En vérité, à voir les critiques acerbes contre cet ouvrage, je m'attendais à une oeuvre acide, cynique et sombre, à la limite d'une France en pleine Apocalypse. Nous en sommes loin. Pour ma part, je la trouve presque consensuelle...

En fait, c'est probablement envers Hollande durant un fictif second mandat, que Houellebecq est le plus critique, décrivant discrètement la France comme au bord de la guerre civile, couvre-feu et musellement de la presse pour amplifier le tableau. Mais du moment où Abbas arrive au pouvoir, les troubles cessent. Un effet Obama à la musulman. Et les choses changent.

Bien sûr, la France ne devient pas un pays de rêves pour certaines franges de la population, mais en tous cas un pays fidèle aux principes du Coran. Prières, mosquées, patriarcat, polygamie. Les féministes n'apprécieront pas toujours, voire même les femmes en général d'ailleurs, mais l'islam n'est pas diabolisé par Houellebecq, il fait preuve, à mon sens, d'une étonnante retenue. Particulièrement dans la conclusion de son roman.
= = = = = = =
= Tâches =
1. D'après l'extrait de critique, qu'est-ce qui amenait la personne qui écrit à s'attendre à une œuvre acide, cynique et sombre ? Répondez en une à trois phrases.
2. Recopiez fidèlement, s'il vous plaît, le passage de l'extrait de critique qui s'ouvre sur les mots contenant « En vérité, à » et se clôt sur « trouve presque consensuelle... ».
Le matériel ci-après n'est pas utile ici.

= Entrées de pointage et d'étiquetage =
= = = = = = =
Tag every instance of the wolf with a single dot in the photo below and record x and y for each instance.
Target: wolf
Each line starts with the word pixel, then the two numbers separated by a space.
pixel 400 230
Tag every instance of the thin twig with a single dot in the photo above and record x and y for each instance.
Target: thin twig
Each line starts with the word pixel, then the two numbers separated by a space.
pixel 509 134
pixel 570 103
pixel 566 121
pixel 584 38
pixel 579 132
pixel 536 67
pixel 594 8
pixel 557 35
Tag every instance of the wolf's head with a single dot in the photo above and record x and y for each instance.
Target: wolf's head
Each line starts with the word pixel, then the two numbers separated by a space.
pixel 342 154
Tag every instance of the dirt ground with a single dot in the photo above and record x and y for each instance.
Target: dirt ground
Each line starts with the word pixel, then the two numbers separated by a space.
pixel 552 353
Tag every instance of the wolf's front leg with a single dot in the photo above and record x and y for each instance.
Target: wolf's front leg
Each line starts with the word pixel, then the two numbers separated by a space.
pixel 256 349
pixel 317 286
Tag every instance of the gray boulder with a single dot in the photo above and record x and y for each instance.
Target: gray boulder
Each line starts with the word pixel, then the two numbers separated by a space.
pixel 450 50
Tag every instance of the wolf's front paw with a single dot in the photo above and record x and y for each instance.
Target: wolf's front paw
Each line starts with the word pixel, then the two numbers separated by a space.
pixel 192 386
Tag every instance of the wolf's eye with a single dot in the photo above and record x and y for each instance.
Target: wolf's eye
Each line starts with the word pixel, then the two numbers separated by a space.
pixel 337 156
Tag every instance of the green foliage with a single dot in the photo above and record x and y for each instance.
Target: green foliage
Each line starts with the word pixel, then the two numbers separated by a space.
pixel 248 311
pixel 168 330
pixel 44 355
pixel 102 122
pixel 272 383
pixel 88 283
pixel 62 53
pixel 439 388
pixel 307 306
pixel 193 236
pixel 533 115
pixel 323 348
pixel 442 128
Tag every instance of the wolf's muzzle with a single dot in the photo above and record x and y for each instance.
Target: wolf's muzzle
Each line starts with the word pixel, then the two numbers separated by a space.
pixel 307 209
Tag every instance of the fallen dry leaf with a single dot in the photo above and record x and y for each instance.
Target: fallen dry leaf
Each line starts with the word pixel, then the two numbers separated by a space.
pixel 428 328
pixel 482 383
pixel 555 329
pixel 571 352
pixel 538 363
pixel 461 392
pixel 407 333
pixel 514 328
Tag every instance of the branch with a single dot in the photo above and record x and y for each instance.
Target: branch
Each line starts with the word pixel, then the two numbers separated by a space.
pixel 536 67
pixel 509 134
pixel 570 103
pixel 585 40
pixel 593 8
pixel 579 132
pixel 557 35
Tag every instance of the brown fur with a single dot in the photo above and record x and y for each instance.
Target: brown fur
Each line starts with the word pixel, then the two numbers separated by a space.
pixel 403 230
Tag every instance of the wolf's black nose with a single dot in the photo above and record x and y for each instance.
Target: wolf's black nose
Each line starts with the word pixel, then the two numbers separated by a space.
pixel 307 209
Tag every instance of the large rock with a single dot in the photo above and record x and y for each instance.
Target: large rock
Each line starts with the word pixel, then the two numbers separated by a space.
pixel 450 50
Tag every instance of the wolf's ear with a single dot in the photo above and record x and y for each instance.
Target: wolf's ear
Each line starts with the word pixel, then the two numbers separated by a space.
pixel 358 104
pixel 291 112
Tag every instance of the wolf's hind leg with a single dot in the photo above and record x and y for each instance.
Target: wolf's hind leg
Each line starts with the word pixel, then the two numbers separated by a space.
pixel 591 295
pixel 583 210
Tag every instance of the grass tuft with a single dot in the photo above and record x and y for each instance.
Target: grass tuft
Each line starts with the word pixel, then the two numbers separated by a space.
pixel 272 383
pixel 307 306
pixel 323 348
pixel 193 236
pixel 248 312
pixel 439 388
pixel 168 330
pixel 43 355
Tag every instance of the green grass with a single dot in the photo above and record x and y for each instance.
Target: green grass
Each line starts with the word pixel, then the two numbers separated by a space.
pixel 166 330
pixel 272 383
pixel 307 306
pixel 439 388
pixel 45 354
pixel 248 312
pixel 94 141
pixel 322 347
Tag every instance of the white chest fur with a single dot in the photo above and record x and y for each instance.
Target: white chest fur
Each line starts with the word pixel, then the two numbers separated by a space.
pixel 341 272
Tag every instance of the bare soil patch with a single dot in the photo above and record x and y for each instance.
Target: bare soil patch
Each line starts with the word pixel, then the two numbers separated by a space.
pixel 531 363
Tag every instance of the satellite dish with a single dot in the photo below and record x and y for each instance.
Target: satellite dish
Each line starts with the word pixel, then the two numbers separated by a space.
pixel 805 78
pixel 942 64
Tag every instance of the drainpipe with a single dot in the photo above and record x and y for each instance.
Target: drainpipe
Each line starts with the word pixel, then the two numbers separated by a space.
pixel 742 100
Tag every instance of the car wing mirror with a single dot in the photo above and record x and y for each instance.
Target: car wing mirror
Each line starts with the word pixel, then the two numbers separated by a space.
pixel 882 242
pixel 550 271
= = = = = = =
= Résultats =
1. Elle s'y attendait à cause des critiques acerbes formulées contre cet ouvrage.

2.
En vérité, à voir les critiques acerbes contre cet ouvrage, je m'attendais à une oeuvre acide, cynique et sombre, à la limite d'une France en pleine Apocalypse. Nous en sommes loin. Pour ma part, je la trouve presque consensuelle...